*** Opening Records to use ***

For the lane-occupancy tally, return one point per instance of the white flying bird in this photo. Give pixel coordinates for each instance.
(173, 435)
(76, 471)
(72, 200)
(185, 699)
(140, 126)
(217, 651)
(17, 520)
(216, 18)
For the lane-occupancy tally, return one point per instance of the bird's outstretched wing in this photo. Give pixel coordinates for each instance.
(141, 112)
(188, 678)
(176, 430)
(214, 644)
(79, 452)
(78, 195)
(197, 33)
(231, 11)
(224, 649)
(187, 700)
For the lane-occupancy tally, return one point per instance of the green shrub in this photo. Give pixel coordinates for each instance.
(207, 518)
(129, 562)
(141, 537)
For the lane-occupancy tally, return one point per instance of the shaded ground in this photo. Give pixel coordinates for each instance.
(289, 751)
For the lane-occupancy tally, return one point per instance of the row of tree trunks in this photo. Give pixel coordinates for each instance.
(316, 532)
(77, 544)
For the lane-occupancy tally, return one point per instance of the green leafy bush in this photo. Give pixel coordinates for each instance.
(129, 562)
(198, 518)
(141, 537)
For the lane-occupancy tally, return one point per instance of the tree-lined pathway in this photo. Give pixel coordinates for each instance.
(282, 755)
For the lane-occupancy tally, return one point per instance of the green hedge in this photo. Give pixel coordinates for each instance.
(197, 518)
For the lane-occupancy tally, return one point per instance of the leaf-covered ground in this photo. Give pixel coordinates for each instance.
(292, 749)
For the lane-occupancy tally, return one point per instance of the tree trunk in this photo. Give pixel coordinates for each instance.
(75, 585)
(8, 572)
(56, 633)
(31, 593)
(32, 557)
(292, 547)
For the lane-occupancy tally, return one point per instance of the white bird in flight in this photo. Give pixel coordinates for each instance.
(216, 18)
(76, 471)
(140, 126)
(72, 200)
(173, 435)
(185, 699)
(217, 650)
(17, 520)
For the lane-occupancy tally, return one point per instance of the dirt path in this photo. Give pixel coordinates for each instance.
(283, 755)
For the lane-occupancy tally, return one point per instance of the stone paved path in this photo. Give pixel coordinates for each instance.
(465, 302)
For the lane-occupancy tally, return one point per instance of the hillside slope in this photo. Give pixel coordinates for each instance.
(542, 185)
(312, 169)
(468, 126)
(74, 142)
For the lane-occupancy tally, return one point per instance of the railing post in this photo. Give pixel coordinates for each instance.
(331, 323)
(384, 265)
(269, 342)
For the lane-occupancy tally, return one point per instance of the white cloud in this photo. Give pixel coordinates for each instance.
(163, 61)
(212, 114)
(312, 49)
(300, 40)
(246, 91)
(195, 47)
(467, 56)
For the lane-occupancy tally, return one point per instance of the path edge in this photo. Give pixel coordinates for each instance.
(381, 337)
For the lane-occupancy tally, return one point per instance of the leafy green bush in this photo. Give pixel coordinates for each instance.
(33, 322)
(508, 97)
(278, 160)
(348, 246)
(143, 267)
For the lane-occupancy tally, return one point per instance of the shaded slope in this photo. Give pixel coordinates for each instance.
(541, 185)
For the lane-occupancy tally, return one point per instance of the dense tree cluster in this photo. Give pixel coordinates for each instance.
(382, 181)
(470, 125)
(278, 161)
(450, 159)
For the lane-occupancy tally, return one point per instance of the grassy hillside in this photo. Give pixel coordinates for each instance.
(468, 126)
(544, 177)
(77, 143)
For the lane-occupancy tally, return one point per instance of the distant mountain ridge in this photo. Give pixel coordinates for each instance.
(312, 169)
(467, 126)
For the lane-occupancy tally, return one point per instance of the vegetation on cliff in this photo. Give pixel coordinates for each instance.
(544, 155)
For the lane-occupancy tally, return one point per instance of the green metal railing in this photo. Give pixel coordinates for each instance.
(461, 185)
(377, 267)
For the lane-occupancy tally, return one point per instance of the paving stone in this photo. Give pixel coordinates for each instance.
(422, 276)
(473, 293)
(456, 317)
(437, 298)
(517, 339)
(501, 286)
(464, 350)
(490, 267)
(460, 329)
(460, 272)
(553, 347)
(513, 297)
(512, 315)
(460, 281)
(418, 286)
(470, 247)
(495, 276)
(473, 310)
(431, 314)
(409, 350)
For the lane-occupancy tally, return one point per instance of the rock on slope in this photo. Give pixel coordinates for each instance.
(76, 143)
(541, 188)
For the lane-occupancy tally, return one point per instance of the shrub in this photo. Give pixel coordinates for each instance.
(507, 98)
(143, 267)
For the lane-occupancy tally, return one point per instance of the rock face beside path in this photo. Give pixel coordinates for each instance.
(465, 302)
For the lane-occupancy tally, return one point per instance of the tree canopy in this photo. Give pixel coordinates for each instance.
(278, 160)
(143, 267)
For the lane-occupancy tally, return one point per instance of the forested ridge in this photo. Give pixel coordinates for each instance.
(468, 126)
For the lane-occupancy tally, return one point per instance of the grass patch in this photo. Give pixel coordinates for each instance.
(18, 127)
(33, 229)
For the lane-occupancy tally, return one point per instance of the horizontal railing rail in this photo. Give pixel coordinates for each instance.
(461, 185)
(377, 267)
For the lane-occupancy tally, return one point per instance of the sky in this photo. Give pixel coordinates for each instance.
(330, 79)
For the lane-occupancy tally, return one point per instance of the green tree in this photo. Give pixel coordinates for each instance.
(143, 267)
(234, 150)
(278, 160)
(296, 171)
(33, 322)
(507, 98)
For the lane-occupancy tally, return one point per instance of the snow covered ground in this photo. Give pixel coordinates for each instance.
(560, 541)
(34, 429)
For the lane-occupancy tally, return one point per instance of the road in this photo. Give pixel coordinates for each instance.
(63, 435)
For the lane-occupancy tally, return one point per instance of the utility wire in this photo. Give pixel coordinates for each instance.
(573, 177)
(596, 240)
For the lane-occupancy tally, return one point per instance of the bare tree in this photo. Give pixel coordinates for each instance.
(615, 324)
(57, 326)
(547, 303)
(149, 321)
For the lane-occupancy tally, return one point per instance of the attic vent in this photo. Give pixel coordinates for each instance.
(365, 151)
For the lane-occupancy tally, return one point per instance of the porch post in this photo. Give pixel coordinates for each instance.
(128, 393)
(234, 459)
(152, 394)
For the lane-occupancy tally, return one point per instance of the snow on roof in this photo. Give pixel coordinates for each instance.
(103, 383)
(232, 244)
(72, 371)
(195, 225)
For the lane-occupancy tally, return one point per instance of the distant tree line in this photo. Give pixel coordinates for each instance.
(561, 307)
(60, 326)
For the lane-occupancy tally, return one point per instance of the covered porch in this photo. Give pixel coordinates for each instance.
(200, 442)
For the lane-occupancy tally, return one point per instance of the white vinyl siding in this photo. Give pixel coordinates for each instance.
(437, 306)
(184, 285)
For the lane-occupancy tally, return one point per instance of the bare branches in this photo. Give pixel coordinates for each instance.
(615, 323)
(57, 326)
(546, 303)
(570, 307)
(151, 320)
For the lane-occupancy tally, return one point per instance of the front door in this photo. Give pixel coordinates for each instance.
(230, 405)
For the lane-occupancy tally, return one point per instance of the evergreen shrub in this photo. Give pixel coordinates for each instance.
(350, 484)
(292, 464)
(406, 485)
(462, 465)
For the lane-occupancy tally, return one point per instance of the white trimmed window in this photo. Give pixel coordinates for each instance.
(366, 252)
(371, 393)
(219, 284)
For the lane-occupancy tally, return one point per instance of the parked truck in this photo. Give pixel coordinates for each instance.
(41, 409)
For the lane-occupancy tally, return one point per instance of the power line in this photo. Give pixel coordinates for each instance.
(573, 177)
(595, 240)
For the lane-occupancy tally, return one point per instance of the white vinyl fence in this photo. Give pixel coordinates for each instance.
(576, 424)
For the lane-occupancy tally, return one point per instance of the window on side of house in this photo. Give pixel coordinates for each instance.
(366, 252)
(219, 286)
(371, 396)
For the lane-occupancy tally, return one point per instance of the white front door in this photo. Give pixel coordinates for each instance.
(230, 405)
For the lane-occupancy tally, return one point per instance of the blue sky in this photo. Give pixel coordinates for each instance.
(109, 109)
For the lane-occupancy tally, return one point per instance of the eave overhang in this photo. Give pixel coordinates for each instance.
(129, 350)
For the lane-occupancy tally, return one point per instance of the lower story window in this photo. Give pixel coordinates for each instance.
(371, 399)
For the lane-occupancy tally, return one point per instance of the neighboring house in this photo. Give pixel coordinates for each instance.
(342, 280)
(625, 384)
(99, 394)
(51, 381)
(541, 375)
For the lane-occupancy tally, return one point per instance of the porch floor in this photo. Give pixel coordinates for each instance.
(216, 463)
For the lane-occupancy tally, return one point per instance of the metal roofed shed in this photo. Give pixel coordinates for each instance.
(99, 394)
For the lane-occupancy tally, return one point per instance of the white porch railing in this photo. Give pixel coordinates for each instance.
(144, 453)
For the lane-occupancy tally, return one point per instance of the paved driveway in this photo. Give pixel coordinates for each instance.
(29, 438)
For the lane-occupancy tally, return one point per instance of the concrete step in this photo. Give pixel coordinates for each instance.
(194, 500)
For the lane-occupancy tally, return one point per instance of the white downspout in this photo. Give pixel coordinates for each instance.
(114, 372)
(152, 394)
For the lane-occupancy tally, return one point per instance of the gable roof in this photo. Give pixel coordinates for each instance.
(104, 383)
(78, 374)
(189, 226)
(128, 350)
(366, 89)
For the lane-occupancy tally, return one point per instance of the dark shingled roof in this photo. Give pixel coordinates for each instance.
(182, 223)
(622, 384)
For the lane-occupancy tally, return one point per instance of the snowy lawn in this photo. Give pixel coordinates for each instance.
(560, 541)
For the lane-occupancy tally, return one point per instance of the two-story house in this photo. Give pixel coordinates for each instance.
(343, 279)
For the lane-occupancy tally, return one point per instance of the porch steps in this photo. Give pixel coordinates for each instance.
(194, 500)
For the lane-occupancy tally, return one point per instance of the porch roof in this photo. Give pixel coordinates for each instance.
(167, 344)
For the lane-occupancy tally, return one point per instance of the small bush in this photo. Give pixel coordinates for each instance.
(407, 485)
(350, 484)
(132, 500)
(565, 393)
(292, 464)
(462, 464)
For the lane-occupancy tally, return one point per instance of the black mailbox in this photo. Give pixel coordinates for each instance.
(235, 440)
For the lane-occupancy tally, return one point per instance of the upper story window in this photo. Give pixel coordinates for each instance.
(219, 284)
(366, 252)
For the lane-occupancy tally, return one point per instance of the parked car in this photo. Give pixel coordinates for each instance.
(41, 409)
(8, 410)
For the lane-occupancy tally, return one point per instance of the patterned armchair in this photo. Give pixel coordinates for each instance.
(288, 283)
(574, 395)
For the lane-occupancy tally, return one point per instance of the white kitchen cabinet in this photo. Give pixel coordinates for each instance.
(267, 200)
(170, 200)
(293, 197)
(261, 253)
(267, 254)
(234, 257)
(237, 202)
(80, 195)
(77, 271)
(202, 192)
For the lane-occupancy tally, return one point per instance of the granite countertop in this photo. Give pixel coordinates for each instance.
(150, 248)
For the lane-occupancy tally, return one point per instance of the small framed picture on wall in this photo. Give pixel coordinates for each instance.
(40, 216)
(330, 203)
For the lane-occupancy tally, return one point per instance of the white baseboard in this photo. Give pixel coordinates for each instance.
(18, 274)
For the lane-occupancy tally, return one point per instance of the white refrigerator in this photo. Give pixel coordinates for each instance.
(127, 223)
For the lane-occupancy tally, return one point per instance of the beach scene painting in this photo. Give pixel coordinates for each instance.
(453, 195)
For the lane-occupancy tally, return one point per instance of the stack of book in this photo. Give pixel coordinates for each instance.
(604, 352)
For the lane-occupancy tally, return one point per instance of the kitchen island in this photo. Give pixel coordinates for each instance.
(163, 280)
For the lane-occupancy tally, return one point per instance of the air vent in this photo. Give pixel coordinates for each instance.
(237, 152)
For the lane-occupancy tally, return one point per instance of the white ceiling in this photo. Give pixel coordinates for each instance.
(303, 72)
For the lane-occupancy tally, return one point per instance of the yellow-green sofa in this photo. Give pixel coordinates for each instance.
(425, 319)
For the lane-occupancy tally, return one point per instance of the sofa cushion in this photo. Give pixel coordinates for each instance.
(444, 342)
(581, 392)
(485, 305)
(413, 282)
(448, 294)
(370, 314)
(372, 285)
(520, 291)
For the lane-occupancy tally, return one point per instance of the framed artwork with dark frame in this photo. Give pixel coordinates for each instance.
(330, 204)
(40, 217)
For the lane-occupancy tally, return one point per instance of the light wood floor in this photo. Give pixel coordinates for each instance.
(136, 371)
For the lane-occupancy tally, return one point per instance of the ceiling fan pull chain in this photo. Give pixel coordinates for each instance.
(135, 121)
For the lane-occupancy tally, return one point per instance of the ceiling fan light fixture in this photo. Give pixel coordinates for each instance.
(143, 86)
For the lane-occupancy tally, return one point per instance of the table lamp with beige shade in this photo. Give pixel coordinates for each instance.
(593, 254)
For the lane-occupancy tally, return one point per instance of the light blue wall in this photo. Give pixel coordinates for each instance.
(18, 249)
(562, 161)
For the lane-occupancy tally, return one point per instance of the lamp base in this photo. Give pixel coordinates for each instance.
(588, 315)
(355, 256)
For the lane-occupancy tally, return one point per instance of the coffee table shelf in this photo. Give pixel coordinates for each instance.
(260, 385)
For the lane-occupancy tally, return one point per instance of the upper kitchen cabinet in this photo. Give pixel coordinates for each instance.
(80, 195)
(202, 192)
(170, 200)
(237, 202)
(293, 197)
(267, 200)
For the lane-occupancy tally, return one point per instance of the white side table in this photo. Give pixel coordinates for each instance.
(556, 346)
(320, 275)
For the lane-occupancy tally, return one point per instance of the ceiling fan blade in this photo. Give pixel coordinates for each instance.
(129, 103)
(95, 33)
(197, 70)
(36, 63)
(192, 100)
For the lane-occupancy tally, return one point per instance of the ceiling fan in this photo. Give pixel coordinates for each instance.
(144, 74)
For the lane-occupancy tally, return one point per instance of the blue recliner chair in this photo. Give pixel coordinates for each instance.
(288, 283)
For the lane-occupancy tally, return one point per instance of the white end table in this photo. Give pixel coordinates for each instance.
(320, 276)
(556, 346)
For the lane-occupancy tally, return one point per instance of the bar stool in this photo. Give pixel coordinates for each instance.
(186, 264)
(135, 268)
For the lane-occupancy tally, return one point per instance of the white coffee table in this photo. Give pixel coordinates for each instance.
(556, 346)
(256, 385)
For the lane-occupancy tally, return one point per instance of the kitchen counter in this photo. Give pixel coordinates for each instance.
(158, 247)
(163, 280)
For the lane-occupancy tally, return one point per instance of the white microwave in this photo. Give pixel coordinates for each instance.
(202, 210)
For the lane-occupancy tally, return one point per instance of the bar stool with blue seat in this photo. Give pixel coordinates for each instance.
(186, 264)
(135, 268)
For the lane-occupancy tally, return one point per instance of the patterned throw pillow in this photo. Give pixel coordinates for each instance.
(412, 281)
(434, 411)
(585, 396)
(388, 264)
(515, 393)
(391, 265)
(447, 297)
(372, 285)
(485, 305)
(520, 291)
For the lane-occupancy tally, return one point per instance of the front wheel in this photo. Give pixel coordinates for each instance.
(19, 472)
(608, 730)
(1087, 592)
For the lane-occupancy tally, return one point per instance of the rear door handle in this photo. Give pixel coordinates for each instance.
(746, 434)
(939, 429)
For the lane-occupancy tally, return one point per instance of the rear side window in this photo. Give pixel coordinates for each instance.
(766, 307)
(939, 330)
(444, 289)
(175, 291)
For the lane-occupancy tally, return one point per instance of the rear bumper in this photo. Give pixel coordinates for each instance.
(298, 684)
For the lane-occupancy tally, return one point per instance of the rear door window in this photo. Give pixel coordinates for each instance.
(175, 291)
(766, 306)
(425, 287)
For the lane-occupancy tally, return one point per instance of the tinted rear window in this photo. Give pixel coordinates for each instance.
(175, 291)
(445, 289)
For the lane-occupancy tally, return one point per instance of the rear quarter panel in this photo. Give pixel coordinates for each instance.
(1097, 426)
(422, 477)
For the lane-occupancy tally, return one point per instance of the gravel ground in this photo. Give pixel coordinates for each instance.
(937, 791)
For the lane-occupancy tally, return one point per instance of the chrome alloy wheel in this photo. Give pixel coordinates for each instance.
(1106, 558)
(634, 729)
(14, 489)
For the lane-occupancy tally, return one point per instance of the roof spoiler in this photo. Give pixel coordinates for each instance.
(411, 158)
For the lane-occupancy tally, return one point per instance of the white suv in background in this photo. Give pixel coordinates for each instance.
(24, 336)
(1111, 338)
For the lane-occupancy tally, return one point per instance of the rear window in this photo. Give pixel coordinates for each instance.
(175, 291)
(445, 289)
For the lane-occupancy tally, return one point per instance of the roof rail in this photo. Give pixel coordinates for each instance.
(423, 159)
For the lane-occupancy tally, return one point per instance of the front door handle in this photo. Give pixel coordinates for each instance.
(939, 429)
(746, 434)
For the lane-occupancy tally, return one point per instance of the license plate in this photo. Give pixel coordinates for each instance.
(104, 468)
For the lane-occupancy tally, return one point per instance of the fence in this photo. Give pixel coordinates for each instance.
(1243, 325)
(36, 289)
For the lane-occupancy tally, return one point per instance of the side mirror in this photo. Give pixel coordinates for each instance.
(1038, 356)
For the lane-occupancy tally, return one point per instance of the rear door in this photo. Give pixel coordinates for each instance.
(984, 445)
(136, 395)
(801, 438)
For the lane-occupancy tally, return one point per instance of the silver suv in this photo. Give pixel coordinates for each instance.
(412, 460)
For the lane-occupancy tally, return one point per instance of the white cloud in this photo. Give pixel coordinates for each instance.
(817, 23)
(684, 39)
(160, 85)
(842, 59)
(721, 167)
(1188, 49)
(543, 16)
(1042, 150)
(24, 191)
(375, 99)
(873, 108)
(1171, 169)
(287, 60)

*** Closing Records to use ***

What this task involves: Only the lines from the one holding "rear door in" through the end of the records should appear in the answer, each repeated exactly.

Task answer:
For the lane-occupancy tally, return one point per instance of the rear door in this photo. Give pixel coordinates for each instance.
(984, 445)
(136, 395)
(801, 438)
For the lane-occupancy tally, return one point per instance of the silver suv in this photo. Give pixel coordinates for each instance.
(412, 460)
For the lane-occupancy tally, return one point per instance of the white cloud in this photo. Give pixel coordinates for each instance.
(817, 23)
(684, 39)
(160, 85)
(842, 59)
(721, 167)
(1188, 49)
(543, 16)
(1042, 150)
(24, 191)
(375, 99)
(873, 108)
(1171, 169)
(287, 60)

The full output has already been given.